## REQUEST
Write out all entries word for word.

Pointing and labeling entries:
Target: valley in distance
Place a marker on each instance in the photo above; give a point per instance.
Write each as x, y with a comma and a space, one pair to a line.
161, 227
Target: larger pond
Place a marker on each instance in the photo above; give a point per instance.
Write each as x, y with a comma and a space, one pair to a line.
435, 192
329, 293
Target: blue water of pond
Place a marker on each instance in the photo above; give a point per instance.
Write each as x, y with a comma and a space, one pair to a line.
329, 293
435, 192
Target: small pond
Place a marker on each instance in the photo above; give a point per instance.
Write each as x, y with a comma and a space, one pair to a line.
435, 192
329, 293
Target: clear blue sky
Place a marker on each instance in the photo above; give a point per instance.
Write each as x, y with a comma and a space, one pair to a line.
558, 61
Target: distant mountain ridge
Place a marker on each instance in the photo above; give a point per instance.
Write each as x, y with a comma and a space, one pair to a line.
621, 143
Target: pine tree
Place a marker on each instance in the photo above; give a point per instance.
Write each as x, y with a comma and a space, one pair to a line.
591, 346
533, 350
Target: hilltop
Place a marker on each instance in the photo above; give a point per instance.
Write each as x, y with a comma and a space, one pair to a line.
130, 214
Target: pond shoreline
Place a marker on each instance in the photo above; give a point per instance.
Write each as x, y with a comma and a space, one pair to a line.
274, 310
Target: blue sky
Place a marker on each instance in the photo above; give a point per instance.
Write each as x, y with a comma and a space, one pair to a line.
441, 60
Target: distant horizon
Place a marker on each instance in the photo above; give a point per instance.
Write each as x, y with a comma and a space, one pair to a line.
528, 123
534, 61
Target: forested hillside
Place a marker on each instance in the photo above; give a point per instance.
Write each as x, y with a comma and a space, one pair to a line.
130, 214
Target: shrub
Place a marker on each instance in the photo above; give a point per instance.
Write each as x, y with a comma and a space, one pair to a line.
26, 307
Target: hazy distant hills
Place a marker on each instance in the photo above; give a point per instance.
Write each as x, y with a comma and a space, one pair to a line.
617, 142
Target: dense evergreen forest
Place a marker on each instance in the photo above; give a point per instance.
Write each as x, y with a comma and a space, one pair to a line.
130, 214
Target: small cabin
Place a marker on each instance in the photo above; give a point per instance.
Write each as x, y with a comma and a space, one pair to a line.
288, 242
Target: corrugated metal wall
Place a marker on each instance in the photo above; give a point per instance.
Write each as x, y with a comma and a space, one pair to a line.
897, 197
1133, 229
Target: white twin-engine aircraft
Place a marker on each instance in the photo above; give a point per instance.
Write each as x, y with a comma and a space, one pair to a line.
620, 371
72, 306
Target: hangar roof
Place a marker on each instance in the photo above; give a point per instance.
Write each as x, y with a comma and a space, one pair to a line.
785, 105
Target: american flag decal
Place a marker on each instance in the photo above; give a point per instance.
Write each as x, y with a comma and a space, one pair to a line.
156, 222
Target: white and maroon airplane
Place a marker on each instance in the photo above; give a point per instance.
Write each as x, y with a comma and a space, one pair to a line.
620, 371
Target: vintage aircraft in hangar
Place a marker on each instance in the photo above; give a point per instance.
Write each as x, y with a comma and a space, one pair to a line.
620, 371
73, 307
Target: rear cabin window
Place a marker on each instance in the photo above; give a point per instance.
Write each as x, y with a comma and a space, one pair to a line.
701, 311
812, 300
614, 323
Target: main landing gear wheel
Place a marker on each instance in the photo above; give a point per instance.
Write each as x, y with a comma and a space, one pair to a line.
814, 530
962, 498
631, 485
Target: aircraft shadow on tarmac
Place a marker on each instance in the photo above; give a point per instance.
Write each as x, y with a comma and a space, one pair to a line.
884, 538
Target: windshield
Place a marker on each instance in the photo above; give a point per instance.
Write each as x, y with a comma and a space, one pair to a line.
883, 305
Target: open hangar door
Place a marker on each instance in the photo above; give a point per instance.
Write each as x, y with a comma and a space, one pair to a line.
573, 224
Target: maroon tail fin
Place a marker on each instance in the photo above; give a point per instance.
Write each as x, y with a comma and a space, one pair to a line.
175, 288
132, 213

## TASK RESULT
Target: valley in distance
Place a marker on each instance in the photo above; give a point per instance.
Write each as x, y with a comma and a space, one pair to a line.
161, 227
Target: larger pond
Place a marker on each instance in the photo above; give a point per instance.
Write each as x, y with a comma and a space, one pair to a line.
435, 192
329, 293
Target: blue water of pond
Place a marker on each instance in the photo above; give a point per instance.
Write each as x, y with a comma and a space, one pair to a line.
329, 293
435, 192
Target: small pond
Place a marker on each instance in the photo above; give a point per instance.
Write each as x, y with a comma and a space, one pair to a line.
435, 192
329, 293
Target: clear blue sky
Place a marker on each instance in the photo above; give a point per instance.
Write each as x, y with a comma and a space, one pair to a line.
558, 61
Target: distant mountain ridge
Place a marker on each instance in the photo above; give a point per instance.
Write each as x, y with a comma and a space, one pair to a line.
621, 143
Target: pine tree
Place a marker on each instance in the photo above; give a point per instance.
Write each as x, y with a comma and a space, one pair to a line.
591, 346
533, 350
Target: hilltop
Place a marker on each instance in the photo above; give a point per instance.
Write each as x, y with a comma and a space, one pair to a line.
130, 214
Target: pond shoreline
Place a marker on each instance in the photo above; give a point per instance.
Write each as x, y with a comma and a space, one pair to a line.
274, 310
Target: blue sky
Place a marker on each instance in the photo above; give a point per instance.
Write each as x, y with a comma and a space, one pair to a line.
441, 60
Target: distant horizon
Place a marker on each instance in the photo above; give a point per instance.
Write each as x, y with a comma and a space, one pair to a line.
528, 123
534, 61
Target: forested hillside
Place a marker on each instance in the photo above; give a point per instance.
Write each as x, y with a comma and a space, one pair to a line.
130, 214
Target: shrub
Place a marker on each instance in the photo above; give a point per instance.
Write each as x, y with a comma and a space, one pair to a line.
26, 307
Target: hazy distant hills
Place a marker on each instance in the photo above; give a point per instance.
Write each as x, y with a comma and a space, one pair to a line.
617, 142
Target: dense evergreen forest
Place a marker on each instance in the photo above; give a point per instance.
Write each as x, y with a comma and a space, one pair to a line.
130, 214
Target: small cabin
Place a marker on each instance in the photo above; give a point per instance.
Write each as x, y with a comma and a space, one pair to a line.
288, 242
Target: corrugated metal wall
Place a marker on each instance in the photo above; give a point per instance.
Write each as x, y with a comma and a space, one pair to a line.
897, 197
1133, 229
Target: white twin-engine aircraft
Place a marker on each instance in the photo above; give a point per instance.
Write each as x, y with a comma and a space, one pair to a line.
620, 371
72, 306
Target: hangar roof
Place a marker on each instance in the photo above; give a point per instance.
Write each as x, y with a comma and a space, one pair to a line.
785, 105
Target: american flag decal
Place a marker on each instance in the photo above; give a point per instance.
Write each as x, y with a comma and a space, one pair to a line.
156, 222
Target: white and maroon airplane
Place a marker on each instance in the photo above; give a point per instance.
Write each as x, y with a comma and a space, one pair to a line.
620, 371
Target: vintage aircraft in hangar
Place a marker on each instance in the photo above; give a point per instance.
Write each as x, y with a comma and a space, one pair to a line.
620, 371
73, 307
Target: rear cabin window
Place a marker on each instance in the photo above; give a point per instance.
Write each as x, y with a comma and a space, one pair to a line.
701, 311
812, 300
614, 323
Target: main landing gear wheel
Place a marker on each instance in the photo above; give a point per instance.
Write each as x, y with a comma and a space, one pair to a line.
814, 530
962, 498
631, 485
Target: aircraft shadow on tarmac
Place a marker on each instance in the photo above; give a point per instance.
Write each as x, y with a comma and a space, one pair to a line.
884, 538
Target: windshield
Place a marker on each instance in the photo above; give a point per instance.
Write each as x, y with a comma and a space, one pair to a line.
883, 305
Target: open hangar door
Place a marker on each instance in the photo above; give a point per instance.
Write each as x, y with a comma and a space, one pair to a line.
573, 224
Target: maroon tail fin
Place a marker on each instance in the photo above; give a point per instance.
Write each as x, y with a comma and a space, one pair to a line.
175, 288
132, 213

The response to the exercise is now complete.